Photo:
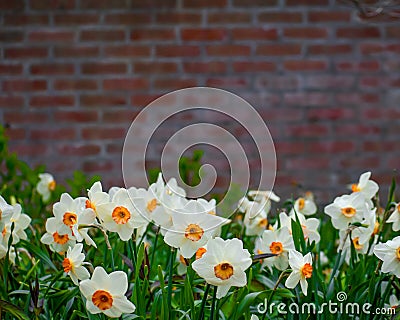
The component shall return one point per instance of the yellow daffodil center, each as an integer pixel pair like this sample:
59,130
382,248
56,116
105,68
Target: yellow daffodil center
263,223
356,243
69,219
348,212
67,265
194,232
200,252
121,215
102,300
223,270
90,205
51,185
301,203
60,238
306,271
151,205
276,247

» What the exercise asks
Recast the text of the item above as a JSON list of strings, one string per line, leaving out blank lines and the picture.

» Answer to the task
[
  "Photo:",
  "The component shall return one point per instance of the yellow daffodil center, each as an integer pixel pair like this sample:",
  "59,130",
  "382,248",
  "56,116",
  "105,68",
  "Target: yellow daffodil center",
  "263,223",
  "356,243",
  "69,219",
  "348,212",
  "67,265",
  "194,232",
  "200,252",
  "121,215",
  "102,300",
  "223,270",
  "90,205",
  "51,185",
  "301,203",
  "60,238",
  "306,271",
  "151,205",
  "276,247"
]